■ What to do: Leave out the pictures and retype exactly the lines from the line with "Where can the green tree" through the end of the listing below.

---------- Data

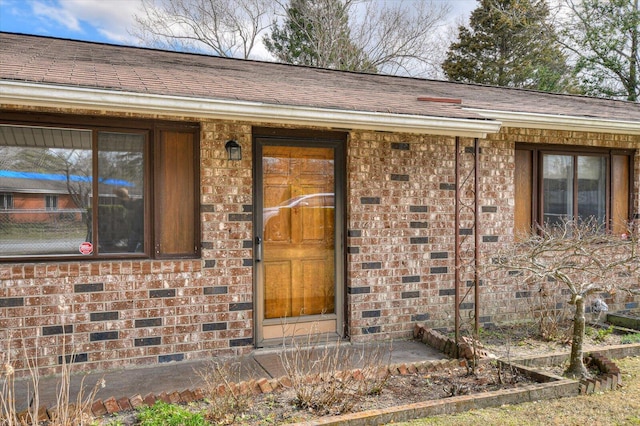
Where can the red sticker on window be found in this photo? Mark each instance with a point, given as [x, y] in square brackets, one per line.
[86, 248]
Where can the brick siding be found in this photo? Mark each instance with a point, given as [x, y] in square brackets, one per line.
[400, 250]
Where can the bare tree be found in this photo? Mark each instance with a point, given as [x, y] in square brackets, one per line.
[395, 37]
[586, 259]
[604, 38]
[229, 28]
[400, 37]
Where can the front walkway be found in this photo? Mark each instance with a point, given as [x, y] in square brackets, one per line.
[178, 376]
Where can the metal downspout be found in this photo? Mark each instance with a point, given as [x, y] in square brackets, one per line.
[457, 242]
[476, 245]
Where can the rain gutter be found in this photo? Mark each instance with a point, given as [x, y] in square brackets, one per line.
[61, 96]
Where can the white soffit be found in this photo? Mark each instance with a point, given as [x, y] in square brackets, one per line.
[560, 122]
[58, 96]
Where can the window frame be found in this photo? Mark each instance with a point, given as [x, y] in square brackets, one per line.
[534, 172]
[6, 201]
[152, 130]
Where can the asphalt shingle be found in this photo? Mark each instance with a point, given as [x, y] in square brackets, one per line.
[132, 69]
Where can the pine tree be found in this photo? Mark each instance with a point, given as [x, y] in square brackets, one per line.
[316, 33]
[509, 43]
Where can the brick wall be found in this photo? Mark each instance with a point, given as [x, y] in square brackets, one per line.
[400, 257]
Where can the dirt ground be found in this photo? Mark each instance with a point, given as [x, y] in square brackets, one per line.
[602, 409]
[506, 342]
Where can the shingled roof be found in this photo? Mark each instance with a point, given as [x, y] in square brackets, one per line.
[122, 69]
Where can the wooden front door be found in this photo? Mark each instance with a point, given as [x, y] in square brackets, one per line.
[296, 235]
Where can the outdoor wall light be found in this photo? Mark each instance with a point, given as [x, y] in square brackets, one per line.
[234, 150]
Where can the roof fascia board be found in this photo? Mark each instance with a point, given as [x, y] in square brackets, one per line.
[560, 122]
[59, 96]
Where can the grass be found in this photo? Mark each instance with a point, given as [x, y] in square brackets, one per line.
[630, 338]
[621, 407]
[163, 414]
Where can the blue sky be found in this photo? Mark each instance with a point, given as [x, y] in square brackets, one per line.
[93, 20]
[98, 20]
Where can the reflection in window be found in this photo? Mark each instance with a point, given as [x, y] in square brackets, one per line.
[6, 201]
[46, 172]
[46, 178]
[51, 202]
[557, 175]
[121, 179]
[574, 186]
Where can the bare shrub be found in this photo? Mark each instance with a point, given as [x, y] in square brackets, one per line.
[226, 400]
[331, 378]
[585, 259]
[68, 411]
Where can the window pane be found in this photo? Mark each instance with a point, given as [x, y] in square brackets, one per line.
[121, 198]
[557, 175]
[45, 179]
[592, 187]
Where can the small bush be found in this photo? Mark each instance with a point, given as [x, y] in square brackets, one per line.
[630, 338]
[163, 414]
[602, 334]
[325, 377]
[226, 401]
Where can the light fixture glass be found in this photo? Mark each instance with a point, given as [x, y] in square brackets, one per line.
[234, 150]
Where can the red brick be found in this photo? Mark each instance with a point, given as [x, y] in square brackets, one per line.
[111, 405]
[124, 404]
[98, 409]
[136, 401]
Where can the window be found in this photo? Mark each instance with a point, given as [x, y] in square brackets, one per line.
[51, 202]
[6, 202]
[86, 191]
[555, 183]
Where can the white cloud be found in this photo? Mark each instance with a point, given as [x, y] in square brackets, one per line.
[60, 16]
[109, 18]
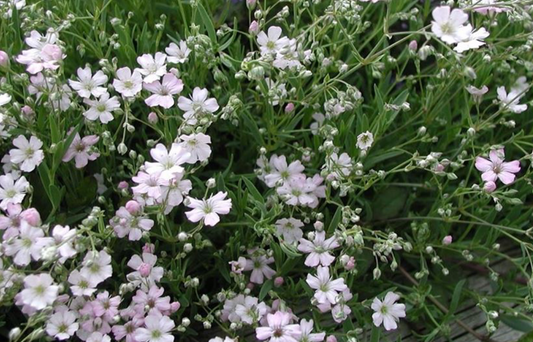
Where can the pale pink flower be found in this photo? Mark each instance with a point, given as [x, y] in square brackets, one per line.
[496, 168]
[12, 190]
[157, 329]
[318, 249]
[128, 84]
[62, 325]
[162, 91]
[208, 210]
[26, 246]
[146, 274]
[281, 172]
[306, 326]
[152, 68]
[473, 41]
[88, 84]
[97, 266]
[326, 288]
[168, 162]
[178, 54]
[197, 145]
[197, 106]
[101, 108]
[39, 291]
[28, 154]
[388, 312]
[450, 25]
[80, 150]
[290, 229]
[273, 42]
[258, 264]
[279, 329]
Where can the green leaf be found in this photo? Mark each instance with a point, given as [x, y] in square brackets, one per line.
[456, 296]
[267, 286]
[206, 20]
[253, 190]
[389, 203]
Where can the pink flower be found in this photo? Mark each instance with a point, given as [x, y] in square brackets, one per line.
[163, 91]
[279, 329]
[496, 168]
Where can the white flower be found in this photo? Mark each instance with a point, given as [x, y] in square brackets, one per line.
[197, 145]
[64, 239]
[474, 40]
[318, 249]
[511, 99]
[28, 154]
[4, 99]
[365, 140]
[388, 312]
[208, 210]
[290, 229]
[177, 54]
[152, 68]
[258, 264]
[162, 91]
[81, 285]
[273, 42]
[326, 289]
[168, 162]
[62, 325]
[27, 244]
[157, 329]
[97, 266]
[88, 84]
[11, 191]
[146, 273]
[450, 25]
[128, 84]
[198, 105]
[101, 108]
[39, 291]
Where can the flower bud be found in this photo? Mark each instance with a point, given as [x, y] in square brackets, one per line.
[4, 59]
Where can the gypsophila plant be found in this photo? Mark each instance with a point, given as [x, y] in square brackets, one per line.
[265, 170]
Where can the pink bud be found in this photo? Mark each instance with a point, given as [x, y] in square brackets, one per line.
[174, 306]
[31, 216]
[145, 269]
[149, 248]
[4, 59]
[289, 107]
[123, 185]
[489, 187]
[133, 207]
[331, 338]
[254, 28]
[152, 118]
[350, 264]
[27, 111]
[251, 4]
[278, 281]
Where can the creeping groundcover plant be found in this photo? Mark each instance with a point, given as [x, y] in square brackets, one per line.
[266, 170]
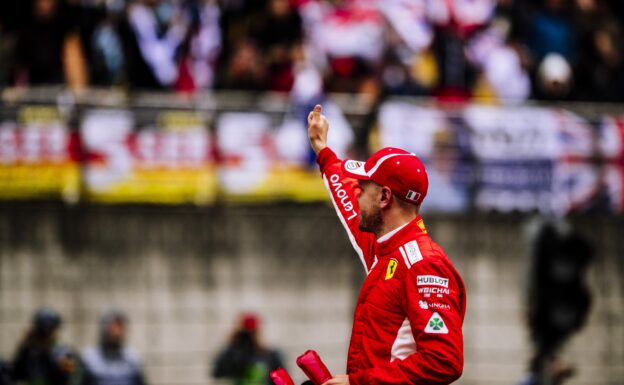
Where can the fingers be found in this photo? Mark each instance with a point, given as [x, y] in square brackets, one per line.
[315, 114]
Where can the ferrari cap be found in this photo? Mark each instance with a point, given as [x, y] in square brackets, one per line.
[397, 169]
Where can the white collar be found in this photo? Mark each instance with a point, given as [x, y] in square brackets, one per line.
[389, 235]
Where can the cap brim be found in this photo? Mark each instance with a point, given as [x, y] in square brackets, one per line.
[354, 169]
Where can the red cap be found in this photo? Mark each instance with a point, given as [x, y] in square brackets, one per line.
[397, 169]
[250, 322]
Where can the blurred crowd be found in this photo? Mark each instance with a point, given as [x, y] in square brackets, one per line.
[505, 50]
[42, 358]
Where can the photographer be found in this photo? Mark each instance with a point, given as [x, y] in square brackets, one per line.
[40, 359]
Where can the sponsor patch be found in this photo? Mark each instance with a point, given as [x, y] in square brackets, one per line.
[412, 195]
[431, 280]
[421, 225]
[352, 165]
[439, 306]
[411, 253]
[438, 291]
[436, 325]
[392, 266]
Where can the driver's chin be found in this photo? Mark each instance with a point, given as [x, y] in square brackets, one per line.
[363, 225]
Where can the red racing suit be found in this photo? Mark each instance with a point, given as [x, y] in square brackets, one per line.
[407, 326]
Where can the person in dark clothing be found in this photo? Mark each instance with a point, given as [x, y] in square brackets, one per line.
[48, 48]
[245, 360]
[40, 359]
[111, 363]
[278, 36]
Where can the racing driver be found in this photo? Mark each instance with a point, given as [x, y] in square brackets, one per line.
[407, 326]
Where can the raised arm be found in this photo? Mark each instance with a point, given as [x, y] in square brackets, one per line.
[343, 190]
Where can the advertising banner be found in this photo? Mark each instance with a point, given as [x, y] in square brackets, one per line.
[262, 159]
[38, 154]
[494, 158]
[148, 156]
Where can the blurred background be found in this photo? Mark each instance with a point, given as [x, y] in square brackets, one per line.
[163, 221]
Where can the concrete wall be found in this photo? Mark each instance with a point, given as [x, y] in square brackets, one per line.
[185, 274]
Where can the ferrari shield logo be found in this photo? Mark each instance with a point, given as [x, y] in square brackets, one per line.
[392, 265]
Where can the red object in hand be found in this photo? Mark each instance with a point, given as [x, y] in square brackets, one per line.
[313, 367]
[280, 377]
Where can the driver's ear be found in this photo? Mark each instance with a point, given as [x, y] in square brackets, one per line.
[385, 197]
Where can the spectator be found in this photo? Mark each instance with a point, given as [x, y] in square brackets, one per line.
[279, 35]
[245, 360]
[600, 71]
[5, 373]
[552, 31]
[349, 37]
[40, 359]
[111, 363]
[152, 34]
[58, 57]
[103, 43]
[201, 47]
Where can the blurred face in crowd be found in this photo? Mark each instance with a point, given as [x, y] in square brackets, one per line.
[370, 212]
[44, 9]
[279, 8]
[555, 4]
[115, 332]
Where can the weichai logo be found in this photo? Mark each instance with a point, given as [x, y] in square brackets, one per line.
[431, 280]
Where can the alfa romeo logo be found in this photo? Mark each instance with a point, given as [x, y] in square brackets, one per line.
[436, 323]
[353, 165]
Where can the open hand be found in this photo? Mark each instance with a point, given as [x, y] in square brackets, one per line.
[318, 126]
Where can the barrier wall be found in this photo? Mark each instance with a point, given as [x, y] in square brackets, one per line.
[184, 274]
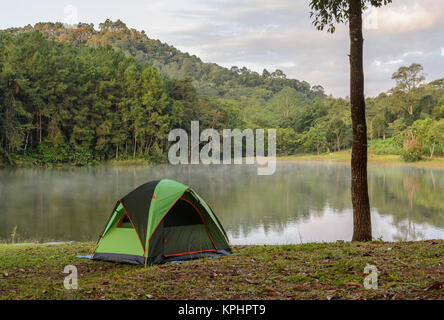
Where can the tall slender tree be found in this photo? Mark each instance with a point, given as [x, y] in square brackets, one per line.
[326, 13]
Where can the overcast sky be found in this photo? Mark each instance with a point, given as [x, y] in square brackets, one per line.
[269, 34]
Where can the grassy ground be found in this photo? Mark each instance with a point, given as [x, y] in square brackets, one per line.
[408, 270]
[345, 156]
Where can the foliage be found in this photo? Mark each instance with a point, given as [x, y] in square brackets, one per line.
[82, 95]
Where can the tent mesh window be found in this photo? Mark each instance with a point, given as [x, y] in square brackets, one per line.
[184, 230]
[124, 222]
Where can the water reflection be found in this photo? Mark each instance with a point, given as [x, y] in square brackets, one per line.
[301, 202]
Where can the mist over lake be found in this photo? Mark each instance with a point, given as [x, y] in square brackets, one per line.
[301, 202]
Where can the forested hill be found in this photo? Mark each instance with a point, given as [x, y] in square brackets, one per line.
[209, 78]
[81, 95]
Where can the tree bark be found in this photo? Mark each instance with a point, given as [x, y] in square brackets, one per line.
[359, 189]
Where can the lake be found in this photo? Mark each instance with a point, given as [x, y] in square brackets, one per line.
[301, 202]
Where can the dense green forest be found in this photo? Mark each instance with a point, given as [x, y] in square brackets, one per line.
[81, 95]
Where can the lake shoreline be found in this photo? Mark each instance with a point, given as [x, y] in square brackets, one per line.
[303, 271]
[343, 156]
[373, 159]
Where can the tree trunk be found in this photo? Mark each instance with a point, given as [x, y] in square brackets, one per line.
[40, 127]
[362, 230]
[432, 150]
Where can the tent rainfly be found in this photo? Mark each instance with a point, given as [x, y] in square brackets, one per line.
[158, 222]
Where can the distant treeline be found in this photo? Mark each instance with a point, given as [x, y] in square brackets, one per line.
[80, 95]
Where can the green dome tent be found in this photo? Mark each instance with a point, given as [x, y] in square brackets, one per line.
[158, 222]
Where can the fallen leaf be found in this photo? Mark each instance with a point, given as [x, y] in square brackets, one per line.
[353, 284]
[435, 286]
[299, 287]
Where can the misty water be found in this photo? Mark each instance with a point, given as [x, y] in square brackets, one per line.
[300, 202]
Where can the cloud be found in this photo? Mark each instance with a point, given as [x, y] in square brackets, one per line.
[271, 34]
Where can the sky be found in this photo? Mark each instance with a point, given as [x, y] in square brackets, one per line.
[267, 34]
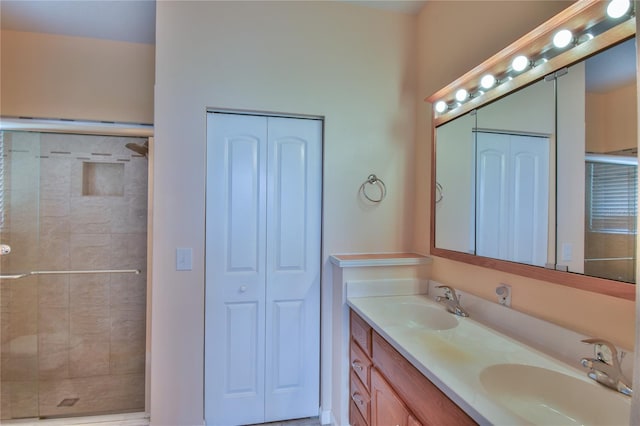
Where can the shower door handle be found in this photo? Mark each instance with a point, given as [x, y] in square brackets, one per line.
[98, 271]
[12, 277]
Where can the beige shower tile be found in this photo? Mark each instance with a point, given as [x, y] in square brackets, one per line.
[90, 215]
[128, 324]
[20, 368]
[89, 320]
[54, 227]
[89, 356]
[54, 253]
[53, 356]
[89, 290]
[53, 321]
[96, 394]
[55, 176]
[21, 399]
[90, 251]
[129, 250]
[128, 289]
[54, 206]
[53, 291]
[129, 215]
[23, 294]
[23, 329]
[127, 357]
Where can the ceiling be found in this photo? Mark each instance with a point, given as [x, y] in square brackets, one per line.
[121, 20]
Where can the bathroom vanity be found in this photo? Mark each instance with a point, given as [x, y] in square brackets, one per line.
[386, 389]
[412, 363]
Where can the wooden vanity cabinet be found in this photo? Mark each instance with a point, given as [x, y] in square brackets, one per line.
[387, 390]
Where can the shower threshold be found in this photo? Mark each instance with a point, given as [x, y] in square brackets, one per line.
[128, 419]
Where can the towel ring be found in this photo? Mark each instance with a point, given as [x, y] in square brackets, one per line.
[374, 180]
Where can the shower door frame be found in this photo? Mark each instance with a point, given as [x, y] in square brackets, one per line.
[106, 129]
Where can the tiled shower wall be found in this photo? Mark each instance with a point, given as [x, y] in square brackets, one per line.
[73, 344]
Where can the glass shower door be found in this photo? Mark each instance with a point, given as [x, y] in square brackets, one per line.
[19, 225]
[73, 289]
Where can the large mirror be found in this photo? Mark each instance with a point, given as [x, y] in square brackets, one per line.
[542, 180]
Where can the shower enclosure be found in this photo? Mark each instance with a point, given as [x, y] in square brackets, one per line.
[73, 229]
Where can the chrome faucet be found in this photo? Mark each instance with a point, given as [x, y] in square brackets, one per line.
[605, 367]
[451, 301]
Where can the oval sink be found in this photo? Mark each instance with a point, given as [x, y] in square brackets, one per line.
[416, 315]
[545, 397]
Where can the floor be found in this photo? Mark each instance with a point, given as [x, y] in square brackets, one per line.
[133, 419]
[310, 421]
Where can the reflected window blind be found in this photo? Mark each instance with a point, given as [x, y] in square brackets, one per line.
[1, 180]
[612, 197]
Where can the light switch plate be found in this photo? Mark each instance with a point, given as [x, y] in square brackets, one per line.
[184, 258]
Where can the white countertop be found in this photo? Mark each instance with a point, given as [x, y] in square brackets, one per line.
[455, 359]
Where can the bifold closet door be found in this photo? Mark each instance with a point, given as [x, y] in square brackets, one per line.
[262, 268]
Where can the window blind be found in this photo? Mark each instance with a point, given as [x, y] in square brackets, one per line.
[612, 197]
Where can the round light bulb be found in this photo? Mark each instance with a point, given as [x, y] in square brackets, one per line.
[520, 63]
[487, 81]
[617, 8]
[461, 95]
[562, 38]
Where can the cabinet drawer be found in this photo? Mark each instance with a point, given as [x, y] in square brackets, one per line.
[428, 404]
[355, 418]
[360, 397]
[361, 333]
[361, 365]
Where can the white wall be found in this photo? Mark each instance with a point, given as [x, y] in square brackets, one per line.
[449, 45]
[354, 66]
[55, 76]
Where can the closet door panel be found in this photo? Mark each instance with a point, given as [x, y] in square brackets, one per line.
[294, 190]
[235, 269]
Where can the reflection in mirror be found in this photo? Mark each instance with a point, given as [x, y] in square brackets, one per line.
[494, 168]
[611, 164]
[513, 192]
[510, 192]
[455, 227]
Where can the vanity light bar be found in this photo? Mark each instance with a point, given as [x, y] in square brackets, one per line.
[522, 63]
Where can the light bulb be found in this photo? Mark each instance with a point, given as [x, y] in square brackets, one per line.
[618, 8]
[520, 63]
[461, 95]
[487, 81]
[562, 38]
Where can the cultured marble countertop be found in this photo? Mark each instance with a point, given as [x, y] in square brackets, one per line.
[457, 360]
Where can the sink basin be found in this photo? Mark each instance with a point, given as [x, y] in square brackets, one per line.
[546, 397]
[417, 315]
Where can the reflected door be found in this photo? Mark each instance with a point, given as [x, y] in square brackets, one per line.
[262, 315]
[73, 209]
[512, 196]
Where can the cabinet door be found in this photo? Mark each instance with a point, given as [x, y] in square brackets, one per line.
[387, 409]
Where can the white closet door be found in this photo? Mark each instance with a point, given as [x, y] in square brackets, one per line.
[235, 269]
[293, 268]
[262, 341]
[512, 209]
[492, 192]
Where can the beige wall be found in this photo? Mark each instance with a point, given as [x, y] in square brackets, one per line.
[616, 127]
[53, 76]
[448, 46]
[354, 66]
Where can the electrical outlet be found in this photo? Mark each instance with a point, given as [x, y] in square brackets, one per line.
[503, 291]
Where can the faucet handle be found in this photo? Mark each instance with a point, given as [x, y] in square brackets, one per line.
[605, 351]
[449, 292]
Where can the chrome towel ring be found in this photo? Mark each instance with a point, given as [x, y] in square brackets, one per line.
[374, 180]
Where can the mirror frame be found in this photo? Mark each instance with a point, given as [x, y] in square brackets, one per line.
[576, 18]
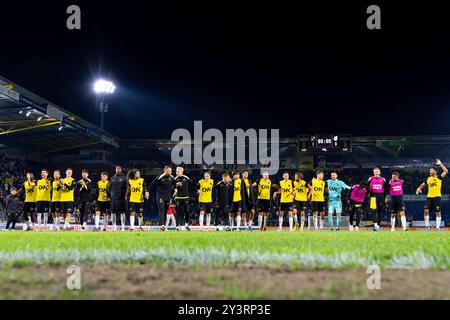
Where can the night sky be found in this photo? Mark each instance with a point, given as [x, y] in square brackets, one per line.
[308, 69]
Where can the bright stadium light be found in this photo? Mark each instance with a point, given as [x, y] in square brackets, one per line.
[103, 86]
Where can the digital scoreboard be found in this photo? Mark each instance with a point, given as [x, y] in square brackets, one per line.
[325, 143]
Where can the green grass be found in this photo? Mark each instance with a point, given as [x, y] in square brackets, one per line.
[428, 250]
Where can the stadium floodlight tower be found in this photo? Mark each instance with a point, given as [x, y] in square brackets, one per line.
[102, 88]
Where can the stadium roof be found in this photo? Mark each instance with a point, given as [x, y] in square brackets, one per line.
[34, 125]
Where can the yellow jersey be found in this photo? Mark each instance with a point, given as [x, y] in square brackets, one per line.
[56, 191]
[30, 192]
[67, 193]
[318, 190]
[206, 187]
[247, 185]
[136, 190]
[237, 190]
[301, 190]
[434, 186]
[43, 190]
[287, 189]
[103, 187]
[264, 187]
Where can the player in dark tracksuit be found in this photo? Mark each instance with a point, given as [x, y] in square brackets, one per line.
[223, 200]
[164, 185]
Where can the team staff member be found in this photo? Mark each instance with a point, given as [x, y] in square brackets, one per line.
[56, 198]
[223, 200]
[264, 188]
[377, 187]
[118, 188]
[183, 184]
[43, 194]
[301, 190]
[164, 190]
[29, 206]
[397, 204]
[68, 185]
[434, 184]
[136, 191]
[103, 200]
[239, 199]
[84, 195]
[317, 189]
[205, 193]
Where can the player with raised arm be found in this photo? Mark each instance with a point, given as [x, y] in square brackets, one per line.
[56, 199]
[68, 185]
[29, 205]
[335, 188]
[301, 199]
[286, 193]
[317, 189]
[397, 204]
[377, 187]
[136, 193]
[102, 201]
[264, 187]
[205, 190]
[434, 184]
[43, 193]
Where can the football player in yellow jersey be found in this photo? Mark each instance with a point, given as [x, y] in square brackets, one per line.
[43, 191]
[136, 192]
[317, 188]
[249, 208]
[264, 188]
[102, 201]
[286, 193]
[56, 198]
[239, 198]
[205, 191]
[68, 185]
[29, 206]
[301, 190]
[434, 184]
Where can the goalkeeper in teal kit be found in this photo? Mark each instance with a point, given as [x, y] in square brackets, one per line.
[335, 188]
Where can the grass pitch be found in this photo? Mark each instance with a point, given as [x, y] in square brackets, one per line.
[225, 265]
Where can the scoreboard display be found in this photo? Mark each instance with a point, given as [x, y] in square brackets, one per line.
[325, 143]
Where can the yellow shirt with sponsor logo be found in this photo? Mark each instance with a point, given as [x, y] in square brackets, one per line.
[103, 187]
[264, 187]
[301, 190]
[56, 194]
[206, 187]
[136, 190]
[318, 190]
[287, 188]
[30, 192]
[237, 190]
[43, 190]
[434, 187]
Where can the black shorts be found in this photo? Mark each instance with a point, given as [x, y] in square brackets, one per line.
[263, 205]
[102, 206]
[29, 207]
[117, 206]
[286, 206]
[42, 206]
[318, 206]
[236, 207]
[433, 204]
[206, 206]
[56, 206]
[136, 207]
[67, 206]
[397, 204]
[300, 205]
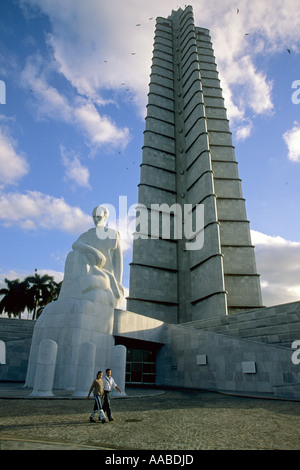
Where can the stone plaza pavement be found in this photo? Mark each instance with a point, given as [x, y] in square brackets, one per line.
[149, 420]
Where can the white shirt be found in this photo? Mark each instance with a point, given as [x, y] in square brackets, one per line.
[109, 383]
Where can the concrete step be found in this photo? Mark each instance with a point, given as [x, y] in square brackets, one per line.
[13, 328]
[275, 325]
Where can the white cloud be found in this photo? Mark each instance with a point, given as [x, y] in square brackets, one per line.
[13, 164]
[92, 42]
[74, 170]
[278, 263]
[292, 140]
[34, 210]
[81, 112]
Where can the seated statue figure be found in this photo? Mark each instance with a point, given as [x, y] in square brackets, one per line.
[95, 264]
[84, 310]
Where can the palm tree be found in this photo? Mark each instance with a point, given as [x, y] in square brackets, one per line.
[15, 298]
[42, 290]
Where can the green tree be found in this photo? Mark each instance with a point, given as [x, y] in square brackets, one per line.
[15, 297]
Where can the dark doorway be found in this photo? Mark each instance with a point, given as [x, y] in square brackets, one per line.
[140, 360]
[140, 366]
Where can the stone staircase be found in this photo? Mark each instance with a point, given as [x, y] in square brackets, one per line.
[279, 325]
[12, 329]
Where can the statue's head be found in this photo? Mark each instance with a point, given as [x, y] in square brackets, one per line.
[100, 215]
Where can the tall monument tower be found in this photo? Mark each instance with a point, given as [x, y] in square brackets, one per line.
[188, 158]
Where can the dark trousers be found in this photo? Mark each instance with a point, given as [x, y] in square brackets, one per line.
[106, 404]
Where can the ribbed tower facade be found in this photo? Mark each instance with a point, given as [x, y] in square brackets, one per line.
[189, 159]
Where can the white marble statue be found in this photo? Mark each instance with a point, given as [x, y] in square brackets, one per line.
[84, 312]
[94, 268]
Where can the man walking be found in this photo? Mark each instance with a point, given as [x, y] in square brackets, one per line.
[108, 385]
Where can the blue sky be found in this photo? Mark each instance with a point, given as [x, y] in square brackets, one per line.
[71, 128]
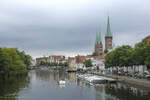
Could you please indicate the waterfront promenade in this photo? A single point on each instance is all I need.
(144, 83)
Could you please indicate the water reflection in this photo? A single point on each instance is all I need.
(42, 84)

--------------------

■ Task solution:
Where can the green tree be found in this photo? Mark each instance with a point, given as [x, y] in square brackets, one per line.
[15, 297]
Where can the dark doorway be found in this photo? Mark each instance with a point, given as [x, y] in square brackets, one per line.
[140, 360]
[140, 366]
Where can the stone staircase be found in this photo? Mark each instance with a point, given as [x, y] in square brackets, one per line.
[279, 325]
[12, 329]
Where can the statue's head be found in this photo? Mark each instance with a point, given as [x, y] in square brackets, one per line.
[100, 215]
Where can the tall monument tower be found in this photo? Mark each instance with a point, given as [x, y] in square brackets, one per line.
[188, 158]
Where can the dark trousers be found in this photo? Mark each instance with a point, given as [x, y] in square brackets, one per line.
[106, 404]
Where can the ribbed tower facade be found in this photo? Mark each instance with a point, given as [x, y] in square brackets, one per line.
[189, 159]
Where can the white marble statue be found in this photo? Mark each instance with a point, given as [x, y] in square brackets, one per line.
[84, 312]
[94, 268]
Where can the man walking be found in this photo? Mark each instance with a point, given as [x, y] in square brackets, one per line.
[108, 385]
Where can the blue sky be found in this photo? Mark each instance with a point, given as [x, y] in square brackets, one per line.
[71, 128]
Could you please indicate the waterfront promenade in this photo? A single point on each instance is all I need.
(144, 83)
Could you please indicate the water reflection in this photo? A single point on each instance is all I need.
(42, 84)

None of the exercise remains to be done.